Activity: Print the records exactly. Miss nothing.

[Saved data entries]
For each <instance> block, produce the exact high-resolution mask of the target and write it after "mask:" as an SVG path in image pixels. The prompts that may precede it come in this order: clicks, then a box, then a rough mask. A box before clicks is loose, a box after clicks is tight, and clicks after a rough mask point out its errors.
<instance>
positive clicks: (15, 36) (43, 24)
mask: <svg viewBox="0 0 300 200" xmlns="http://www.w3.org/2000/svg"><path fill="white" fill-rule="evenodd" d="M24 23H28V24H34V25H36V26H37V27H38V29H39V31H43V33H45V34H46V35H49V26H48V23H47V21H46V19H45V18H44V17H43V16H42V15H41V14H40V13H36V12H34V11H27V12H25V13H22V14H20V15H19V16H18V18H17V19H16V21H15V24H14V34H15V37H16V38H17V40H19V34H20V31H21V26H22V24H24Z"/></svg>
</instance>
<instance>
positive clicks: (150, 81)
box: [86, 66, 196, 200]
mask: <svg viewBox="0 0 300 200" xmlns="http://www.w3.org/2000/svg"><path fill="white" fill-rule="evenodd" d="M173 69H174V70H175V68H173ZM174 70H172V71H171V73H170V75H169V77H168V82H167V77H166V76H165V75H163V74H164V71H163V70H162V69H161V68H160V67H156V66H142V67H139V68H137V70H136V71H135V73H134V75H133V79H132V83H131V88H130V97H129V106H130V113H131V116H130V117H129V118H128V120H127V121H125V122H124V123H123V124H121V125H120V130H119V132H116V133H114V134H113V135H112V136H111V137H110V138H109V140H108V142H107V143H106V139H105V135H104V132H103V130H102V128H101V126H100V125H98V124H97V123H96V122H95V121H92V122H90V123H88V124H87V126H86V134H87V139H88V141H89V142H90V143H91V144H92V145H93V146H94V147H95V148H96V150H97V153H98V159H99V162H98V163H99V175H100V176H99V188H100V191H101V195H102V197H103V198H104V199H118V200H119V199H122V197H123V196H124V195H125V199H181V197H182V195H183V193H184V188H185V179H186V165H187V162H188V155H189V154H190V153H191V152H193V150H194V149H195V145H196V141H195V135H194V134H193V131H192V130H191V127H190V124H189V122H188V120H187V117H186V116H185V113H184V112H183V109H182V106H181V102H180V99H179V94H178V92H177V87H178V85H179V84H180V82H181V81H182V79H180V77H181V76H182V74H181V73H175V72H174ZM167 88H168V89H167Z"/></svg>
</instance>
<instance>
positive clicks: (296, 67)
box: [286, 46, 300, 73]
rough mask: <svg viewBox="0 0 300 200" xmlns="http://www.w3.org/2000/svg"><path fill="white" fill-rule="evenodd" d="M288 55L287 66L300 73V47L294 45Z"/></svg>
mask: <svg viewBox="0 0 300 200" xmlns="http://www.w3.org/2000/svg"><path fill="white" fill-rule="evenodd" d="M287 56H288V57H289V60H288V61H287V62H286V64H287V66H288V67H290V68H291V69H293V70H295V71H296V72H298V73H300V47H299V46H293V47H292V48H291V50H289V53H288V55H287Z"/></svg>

The answer:
For each <instance> block, produce the exact high-resolution mask of the target and write it after "mask:" as an SVG path in image pixels. The prompts that may precede it come in this order: clicks, then a box, then a rough mask. A box before clicks is loose, a box after clicks is tight, and clicks after a rough mask point out its errors.
<instance>
positive clicks: (15, 36) (43, 24)
mask: <svg viewBox="0 0 300 200" xmlns="http://www.w3.org/2000/svg"><path fill="white" fill-rule="evenodd" d="M24 23H28V24H34V25H36V26H37V27H38V29H39V31H43V33H45V34H46V35H49V26H48V23H47V21H46V19H45V18H44V17H43V16H42V15H41V14H40V13H36V12H34V11H27V12H25V13H22V14H20V15H19V16H18V18H17V19H16V21H15V24H14V34H15V37H16V38H17V40H19V34H20V31H21V26H22V24H24Z"/></svg>
</instance>
<instance>
positive clicks: (150, 81)
box: [86, 66, 196, 200]
mask: <svg viewBox="0 0 300 200" xmlns="http://www.w3.org/2000/svg"><path fill="white" fill-rule="evenodd" d="M173 69H174V70H175V68H173ZM174 70H172V71H171V73H170V75H169V77H168V82H167V77H166V76H165V75H163V74H164V71H163V70H162V69H161V68H160V67H156V66H142V67H139V68H137V70H136V71H135V73H134V75H133V79H132V83H131V88H130V97H129V106H130V113H131V116H130V117H129V118H128V120H127V121H125V122H124V123H123V124H121V125H120V130H119V132H116V133H114V134H113V135H112V136H111V137H110V138H109V140H108V142H107V143H106V139H105V135H104V132H103V130H102V128H101V126H100V125H98V124H97V123H96V122H95V121H92V122H90V123H88V124H87V126H86V134H87V139H88V141H89V142H90V143H91V144H92V145H93V146H94V147H95V148H96V150H97V153H98V159H99V162H98V163H99V175H100V176H99V188H100V191H101V195H102V197H103V198H104V199H118V200H119V199H122V197H123V196H124V195H125V199H181V197H182V195H183V193H184V188H185V179H186V165H187V162H188V155H189V154H190V153H191V152H193V150H194V149H195V145H196V141H195V135H194V134H193V131H192V130H191V127H190V124H189V122H188V120H187V117H186V116H185V113H184V112H183V109H182V106H181V102H180V99H179V94H178V92H177V87H178V85H179V84H180V82H181V81H182V79H180V77H181V76H182V74H181V73H175V72H174ZM167 88H168V89H167Z"/></svg>
</instance>
<instance>
positive clicks: (296, 67)
box: [286, 46, 300, 73]
rough mask: <svg viewBox="0 0 300 200" xmlns="http://www.w3.org/2000/svg"><path fill="white" fill-rule="evenodd" d="M288 55L287 66L300 73V47L294 45Z"/></svg>
mask: <svg viewBox="0 0 300 200" xmlns="http://www.w3.org/2000/svg"><path fill="white" fill-rule="evenodd" d="M287 56H288V57H289V60H288V61H287V62H286V64H287V66H288V67H290V68H291V69H293V70H295V71H296V72H298V73H300V47H299V46H293V47H292V48H291V50H289V53H288V55H287Z"/></svg>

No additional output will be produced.